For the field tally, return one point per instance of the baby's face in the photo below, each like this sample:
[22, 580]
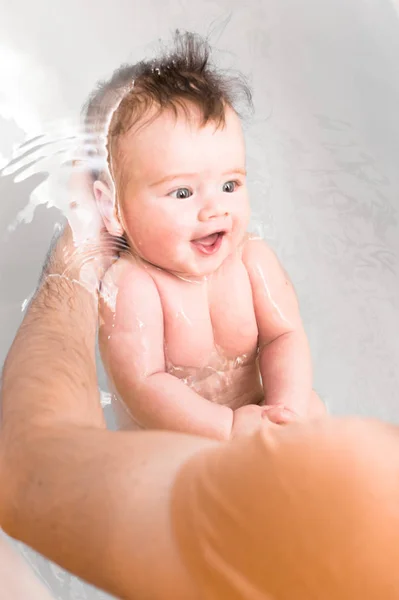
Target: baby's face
[184, 202]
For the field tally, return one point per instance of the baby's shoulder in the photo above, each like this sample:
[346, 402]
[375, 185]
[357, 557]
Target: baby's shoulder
[255, 248]
[127, 283]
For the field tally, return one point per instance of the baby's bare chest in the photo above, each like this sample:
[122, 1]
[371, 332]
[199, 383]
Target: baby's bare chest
[209, 321]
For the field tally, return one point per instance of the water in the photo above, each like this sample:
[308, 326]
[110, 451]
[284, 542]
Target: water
[322, 161]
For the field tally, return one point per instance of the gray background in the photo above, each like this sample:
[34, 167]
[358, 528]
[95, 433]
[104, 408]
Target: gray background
[322, 151]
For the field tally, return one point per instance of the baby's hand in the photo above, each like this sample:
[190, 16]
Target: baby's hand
[247, 419]
[281, 413]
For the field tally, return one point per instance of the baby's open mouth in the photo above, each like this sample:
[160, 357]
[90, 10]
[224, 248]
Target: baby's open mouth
[210, 243]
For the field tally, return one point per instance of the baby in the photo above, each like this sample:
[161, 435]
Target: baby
[204, 334]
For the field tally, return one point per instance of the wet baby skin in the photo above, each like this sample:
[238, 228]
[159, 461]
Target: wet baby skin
[200, 325]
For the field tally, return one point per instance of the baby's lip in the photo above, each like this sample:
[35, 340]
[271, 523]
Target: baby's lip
[208, 237]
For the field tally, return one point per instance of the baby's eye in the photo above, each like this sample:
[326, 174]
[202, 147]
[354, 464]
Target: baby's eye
[229, 187]
[181, 193]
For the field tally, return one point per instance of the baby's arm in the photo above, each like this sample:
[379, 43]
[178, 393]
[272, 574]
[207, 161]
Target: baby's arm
[285, 360]
[132, 349]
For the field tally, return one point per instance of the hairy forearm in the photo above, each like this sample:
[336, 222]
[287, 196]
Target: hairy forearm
[97, 503]
[286, 369]
[92, 500]
[52, 362]
[164, 402]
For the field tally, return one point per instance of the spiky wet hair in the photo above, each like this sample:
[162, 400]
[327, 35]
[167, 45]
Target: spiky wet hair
[177, 78]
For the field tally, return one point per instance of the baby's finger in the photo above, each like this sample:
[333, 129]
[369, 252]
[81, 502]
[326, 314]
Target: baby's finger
[280, 414]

**WHAT IS BEING ASKED**. Please transcribe every line above word for word, leaving the picture out of your copy.

**ANSWER IN FULL**.
For the field tally, return one point per instance of the baby's face in the photo below, each like this sample:
[22, 580]
Target: baby's face
[184, 202]
For the field tally, return one point per instance of the baby's shoulder in the photo above, each like this sample:
[346, 402]
[375, 185]
[357, 557]
Target: baby's shoulder
[255, 248]
[127, 283]
For the field tally, return one point per instance of the baby's bare chest in the photo above, each like this sample:
[122, 1]
[371, 332]
[199, 383]
Target: baby's bare chest
[209, 321]
For the field tally, return one point per instance of the water in the photo above, each like this sample:
[308, 326]
[110, 451]
[284, 542]
Target: water
[322, 161]
For the field tally, return one point per instance of the gray background in the photo above, each like this sample:
[34, 167]
[358, 528]
[95, 433]
[104, 408]
Target: gray background
[322, 151]
For the field tally, return one point per instance of the baby's hand in the photo above, each like this sample:
[190, 16]
Target: baby's hand
[247, 419]
[281, 413]
For the field tally, return one point per instance of the baby's open mouth in the photo above, each like this sample:
[160, 357]
[90, 10]
[224, 248]
Target: baby's open mouth
[210, 243]
For the field tally, return one point per instance of the baby in the photo above, each like this sample:
[161, 435]
Target: baby
[204, 334]
For the field tally, return one point per instance of the wet baby skin in the photo above, each like this sample:
[238, 228]
[159, 461]
Target: wet baby skin
[200, 325]
For the field tally, return one point per instance of the baby's lip in the photo above, each like this sample:
[35, 340]
[271, 523]
Target: baby's lip
[208, 237]
For the field tally, return one point per instance of the baby's eye in the photo above, each like this sample:
[326, 174]
[202, 147]
[354, 464]
Target: baby's eye
[229, 187]
[181, 193]
For the field tally, return one point per instance of the baby's arm in the photo above, each like this sample:
[379, 43]
[178, 393]
[272, 574]
[207, 161]
Target: baby's arm
[285, 360]
[132, 349]
For the field tally, return one point per instance of the hairy forearm in the photo above, each like this sample:
[336, 222]
[287, 196]
Target: hairy forearm
[97, 503]
[286, 369]
[92, 500]
[52, 362]
[164, 402]
For the field tally, return one point per instance of the spiky wet hair in the photo above, each like this sample:
[162, 400]
[327, 35]
[167, 45]
Target: spiky wet hair
[177, 78]
For the field tally, return one point per instance of the baby's finger in the photo above, each like this sample:
[333, 129]
[369, 252]
[81, 502]
[326, 314]
Target: baby's finger
[280, 414]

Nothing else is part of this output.